*Records to process*
━━━━━━━━━━━━━━━━━━━━━━━━━━━━━━
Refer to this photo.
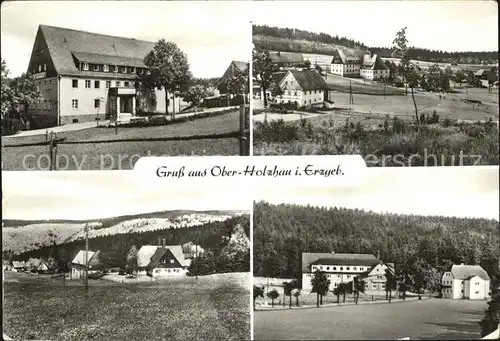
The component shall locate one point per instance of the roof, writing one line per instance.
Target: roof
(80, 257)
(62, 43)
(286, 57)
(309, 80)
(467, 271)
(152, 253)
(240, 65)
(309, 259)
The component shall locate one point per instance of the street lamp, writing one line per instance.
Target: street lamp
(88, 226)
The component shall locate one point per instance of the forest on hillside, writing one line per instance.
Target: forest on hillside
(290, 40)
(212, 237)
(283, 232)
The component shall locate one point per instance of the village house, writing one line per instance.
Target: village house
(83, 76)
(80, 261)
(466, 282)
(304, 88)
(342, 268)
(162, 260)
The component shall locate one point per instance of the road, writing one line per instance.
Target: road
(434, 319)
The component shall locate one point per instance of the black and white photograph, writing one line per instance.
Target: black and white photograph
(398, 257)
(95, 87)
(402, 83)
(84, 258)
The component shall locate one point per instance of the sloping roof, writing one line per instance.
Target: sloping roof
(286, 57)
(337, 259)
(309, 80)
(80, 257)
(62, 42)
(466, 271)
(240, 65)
━━━━━━━━━━━━━━━━━━━━━━━━━━━━━━
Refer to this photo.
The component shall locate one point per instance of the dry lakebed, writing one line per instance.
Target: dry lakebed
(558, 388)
━━━━━━━━━━━━━━━━━━━━━━━━━━━━━━
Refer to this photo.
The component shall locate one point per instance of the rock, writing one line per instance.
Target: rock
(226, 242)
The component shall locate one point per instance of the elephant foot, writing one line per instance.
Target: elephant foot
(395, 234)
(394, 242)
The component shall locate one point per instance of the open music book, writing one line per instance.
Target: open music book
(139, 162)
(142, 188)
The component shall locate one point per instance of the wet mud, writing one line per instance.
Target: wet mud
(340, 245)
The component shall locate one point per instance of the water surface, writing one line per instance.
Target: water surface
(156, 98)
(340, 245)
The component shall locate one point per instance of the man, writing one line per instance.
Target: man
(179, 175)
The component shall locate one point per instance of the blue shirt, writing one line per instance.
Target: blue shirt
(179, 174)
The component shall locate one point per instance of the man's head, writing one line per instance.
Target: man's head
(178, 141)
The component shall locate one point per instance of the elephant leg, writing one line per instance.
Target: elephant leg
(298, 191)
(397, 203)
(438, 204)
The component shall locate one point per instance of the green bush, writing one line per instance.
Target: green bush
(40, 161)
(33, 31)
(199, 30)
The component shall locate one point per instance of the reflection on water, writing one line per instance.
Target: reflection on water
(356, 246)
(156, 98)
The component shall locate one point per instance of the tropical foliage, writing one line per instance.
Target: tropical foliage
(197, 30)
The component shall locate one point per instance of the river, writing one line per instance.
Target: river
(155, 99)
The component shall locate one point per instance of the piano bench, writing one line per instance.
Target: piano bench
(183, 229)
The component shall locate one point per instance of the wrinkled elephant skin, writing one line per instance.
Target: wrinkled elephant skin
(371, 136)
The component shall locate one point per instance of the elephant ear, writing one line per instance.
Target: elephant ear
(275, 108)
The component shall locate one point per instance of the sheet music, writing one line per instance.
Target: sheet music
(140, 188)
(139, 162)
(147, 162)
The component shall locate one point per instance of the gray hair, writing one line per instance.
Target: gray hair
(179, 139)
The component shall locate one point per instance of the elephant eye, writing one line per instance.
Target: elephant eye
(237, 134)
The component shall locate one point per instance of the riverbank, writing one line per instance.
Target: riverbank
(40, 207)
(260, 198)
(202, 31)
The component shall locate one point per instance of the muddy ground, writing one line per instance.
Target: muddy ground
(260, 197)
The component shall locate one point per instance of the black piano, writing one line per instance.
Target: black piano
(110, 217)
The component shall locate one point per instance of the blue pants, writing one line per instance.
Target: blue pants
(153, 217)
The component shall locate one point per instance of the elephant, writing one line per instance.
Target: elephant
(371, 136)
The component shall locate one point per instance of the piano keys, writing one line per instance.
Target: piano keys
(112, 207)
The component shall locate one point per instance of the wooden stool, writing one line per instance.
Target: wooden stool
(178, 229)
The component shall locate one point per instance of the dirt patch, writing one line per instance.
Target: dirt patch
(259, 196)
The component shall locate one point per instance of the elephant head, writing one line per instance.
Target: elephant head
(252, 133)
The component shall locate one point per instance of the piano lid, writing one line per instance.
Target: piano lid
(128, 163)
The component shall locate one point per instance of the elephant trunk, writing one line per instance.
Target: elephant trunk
━━━━━━━━━━━━━━━━━━━━━━━━━━━━━━
*Problem description*
Above are some lines. Repeat exactly, and only, those from the line that has "The component shall locate one point per instance of the village" through the line that has "photograph, writing one line per instance.".

*Result for this exercise*
The component shall locate one point per instance of the village house, writing one line per instance.
Target: village house
(83, 76)
(80, 261)
(466, 282)
(304, 88)
(342, 268)
(162, 260)
The component shall locate one point per instance of the road, writing one line per instance.
Target: road
(434, 319)
The component shall locate one point per instance of the black and white photograph, writing one line per instance.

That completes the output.